◆ Your objective
Look below for the line containing "Sample: <point>618,12</point>" and the line containing "Sample: <point>201,186</point>"; repeat exactly those two lines and all lines between them, and nothing else.

◆ Listed records
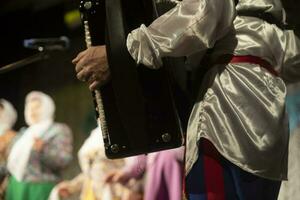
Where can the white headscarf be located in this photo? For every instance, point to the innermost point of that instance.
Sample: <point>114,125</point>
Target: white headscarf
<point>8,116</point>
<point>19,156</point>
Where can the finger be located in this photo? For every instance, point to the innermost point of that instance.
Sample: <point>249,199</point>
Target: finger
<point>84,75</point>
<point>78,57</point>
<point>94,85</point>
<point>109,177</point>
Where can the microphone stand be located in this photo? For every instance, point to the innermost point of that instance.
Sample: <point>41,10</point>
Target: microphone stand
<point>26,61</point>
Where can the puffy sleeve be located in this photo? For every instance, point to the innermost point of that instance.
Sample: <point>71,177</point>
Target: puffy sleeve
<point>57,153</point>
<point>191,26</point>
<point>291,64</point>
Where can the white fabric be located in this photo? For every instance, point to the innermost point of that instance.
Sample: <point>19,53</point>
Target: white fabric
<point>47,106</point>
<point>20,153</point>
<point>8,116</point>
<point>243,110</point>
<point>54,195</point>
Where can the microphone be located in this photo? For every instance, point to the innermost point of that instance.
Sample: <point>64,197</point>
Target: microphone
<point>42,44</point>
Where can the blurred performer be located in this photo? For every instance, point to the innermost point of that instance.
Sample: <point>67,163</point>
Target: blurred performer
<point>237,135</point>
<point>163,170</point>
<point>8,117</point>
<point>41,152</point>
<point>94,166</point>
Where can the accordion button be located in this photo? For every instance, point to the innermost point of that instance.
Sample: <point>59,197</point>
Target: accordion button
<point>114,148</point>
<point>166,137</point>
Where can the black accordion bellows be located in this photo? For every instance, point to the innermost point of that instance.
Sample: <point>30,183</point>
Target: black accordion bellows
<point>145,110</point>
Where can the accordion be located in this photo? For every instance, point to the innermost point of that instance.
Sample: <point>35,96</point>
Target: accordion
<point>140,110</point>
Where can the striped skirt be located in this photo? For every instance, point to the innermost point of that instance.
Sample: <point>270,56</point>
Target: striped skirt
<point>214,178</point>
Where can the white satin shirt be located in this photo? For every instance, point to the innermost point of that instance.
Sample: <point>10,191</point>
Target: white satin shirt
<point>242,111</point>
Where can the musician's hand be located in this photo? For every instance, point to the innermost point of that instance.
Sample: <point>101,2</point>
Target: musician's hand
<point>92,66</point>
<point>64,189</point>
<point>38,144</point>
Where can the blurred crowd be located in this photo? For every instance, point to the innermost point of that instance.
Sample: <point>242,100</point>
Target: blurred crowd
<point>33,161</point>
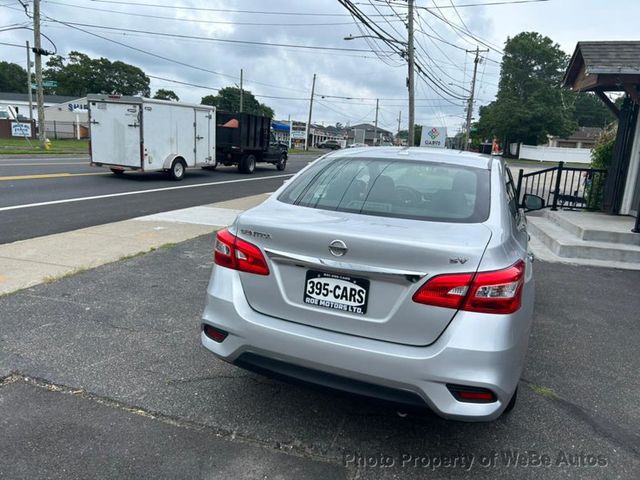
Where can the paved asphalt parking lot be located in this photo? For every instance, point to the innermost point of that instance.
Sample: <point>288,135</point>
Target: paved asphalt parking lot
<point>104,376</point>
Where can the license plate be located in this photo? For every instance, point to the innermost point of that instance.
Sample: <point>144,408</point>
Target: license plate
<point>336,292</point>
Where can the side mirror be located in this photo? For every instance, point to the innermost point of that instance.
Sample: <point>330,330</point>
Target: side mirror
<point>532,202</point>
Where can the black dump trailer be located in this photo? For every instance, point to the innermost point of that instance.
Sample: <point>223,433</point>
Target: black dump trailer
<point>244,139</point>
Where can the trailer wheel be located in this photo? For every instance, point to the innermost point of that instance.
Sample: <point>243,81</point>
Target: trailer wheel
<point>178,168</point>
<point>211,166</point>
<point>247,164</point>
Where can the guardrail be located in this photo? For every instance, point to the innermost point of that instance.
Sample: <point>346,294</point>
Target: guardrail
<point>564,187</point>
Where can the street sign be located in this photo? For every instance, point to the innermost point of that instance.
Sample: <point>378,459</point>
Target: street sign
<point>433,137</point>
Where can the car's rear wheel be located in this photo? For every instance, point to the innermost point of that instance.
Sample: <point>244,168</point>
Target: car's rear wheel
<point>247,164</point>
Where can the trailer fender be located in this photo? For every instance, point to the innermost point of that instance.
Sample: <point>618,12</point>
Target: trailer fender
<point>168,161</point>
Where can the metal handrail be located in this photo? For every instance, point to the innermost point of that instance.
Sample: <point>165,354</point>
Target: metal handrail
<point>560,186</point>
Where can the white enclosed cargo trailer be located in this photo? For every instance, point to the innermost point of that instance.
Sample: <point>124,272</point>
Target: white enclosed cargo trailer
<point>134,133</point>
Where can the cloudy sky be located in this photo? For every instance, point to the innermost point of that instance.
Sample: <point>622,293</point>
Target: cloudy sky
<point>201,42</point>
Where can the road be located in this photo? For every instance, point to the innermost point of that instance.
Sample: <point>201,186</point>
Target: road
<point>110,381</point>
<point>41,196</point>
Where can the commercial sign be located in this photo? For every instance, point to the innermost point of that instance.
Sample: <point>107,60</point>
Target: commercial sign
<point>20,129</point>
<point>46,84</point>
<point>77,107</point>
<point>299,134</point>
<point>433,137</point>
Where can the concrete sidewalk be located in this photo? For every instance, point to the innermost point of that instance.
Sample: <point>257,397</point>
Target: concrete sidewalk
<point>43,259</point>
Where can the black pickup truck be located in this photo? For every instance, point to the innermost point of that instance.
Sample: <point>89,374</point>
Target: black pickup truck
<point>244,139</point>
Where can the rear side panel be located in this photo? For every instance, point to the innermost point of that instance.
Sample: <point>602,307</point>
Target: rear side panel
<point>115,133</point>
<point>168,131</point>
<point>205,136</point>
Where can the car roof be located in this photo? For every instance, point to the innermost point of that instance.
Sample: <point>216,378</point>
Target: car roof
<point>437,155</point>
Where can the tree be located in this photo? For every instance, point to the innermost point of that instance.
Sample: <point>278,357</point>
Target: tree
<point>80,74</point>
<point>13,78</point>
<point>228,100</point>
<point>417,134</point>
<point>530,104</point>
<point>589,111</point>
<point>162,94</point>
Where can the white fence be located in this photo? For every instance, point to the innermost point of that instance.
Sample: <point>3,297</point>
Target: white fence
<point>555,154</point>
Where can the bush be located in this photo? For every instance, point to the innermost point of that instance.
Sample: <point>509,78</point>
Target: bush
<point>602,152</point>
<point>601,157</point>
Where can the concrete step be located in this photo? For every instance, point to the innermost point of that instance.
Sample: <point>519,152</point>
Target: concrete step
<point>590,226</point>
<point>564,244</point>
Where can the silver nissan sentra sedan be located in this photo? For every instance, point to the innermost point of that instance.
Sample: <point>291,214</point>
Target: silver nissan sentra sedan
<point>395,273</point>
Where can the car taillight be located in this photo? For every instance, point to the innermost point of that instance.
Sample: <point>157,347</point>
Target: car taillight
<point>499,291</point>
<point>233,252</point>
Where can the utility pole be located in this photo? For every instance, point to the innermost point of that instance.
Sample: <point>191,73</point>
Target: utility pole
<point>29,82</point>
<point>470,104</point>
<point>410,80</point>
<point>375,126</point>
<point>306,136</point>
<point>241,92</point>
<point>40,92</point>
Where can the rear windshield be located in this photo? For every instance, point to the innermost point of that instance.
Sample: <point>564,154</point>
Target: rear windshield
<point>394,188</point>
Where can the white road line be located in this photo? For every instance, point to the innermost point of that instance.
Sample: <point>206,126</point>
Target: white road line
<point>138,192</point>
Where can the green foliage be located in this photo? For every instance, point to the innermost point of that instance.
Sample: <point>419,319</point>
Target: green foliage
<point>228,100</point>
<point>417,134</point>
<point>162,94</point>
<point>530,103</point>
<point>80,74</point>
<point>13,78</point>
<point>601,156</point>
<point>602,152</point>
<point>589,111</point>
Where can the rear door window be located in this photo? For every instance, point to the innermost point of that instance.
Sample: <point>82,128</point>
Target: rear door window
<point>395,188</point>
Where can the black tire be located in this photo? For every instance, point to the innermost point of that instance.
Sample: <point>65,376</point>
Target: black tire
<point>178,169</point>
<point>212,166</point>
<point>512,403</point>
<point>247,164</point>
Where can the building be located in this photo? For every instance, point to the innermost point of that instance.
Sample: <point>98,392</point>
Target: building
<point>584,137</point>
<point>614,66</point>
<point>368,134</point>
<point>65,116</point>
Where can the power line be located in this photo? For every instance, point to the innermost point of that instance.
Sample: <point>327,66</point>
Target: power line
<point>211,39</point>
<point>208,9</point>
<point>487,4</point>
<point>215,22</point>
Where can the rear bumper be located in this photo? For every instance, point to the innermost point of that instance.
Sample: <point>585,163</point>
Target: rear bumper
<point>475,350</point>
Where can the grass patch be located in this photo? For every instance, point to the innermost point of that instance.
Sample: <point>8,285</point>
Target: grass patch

◆ Output below
Sample: <point>618,12</point>
Target: trailer fender
<point>168,161</point>
Where can the metal handrail be located in this photo? For every instance, point to the innermost point of that instance.
Sample: <point>165,354</point>
Target: metal handrail
<point>560,186</point>
Where can the white enclosed cargo trailer be located in this photo? For every instance, point to the innermost point of that instance.
Sample: <point>124,272</point>
Target: white enclosed cargo trailer
<point>134,133</point>
Where can the cloudy sky be located in this photo? For every instance, point to the innermost point of that instance.
Sample: <point>622,293</point>
Target: cloudy sky
<point>201,42</point>
Where can the road be located in this photo? For every instance, point to the innermost point of that instance.
Sample: <point>201,186</point>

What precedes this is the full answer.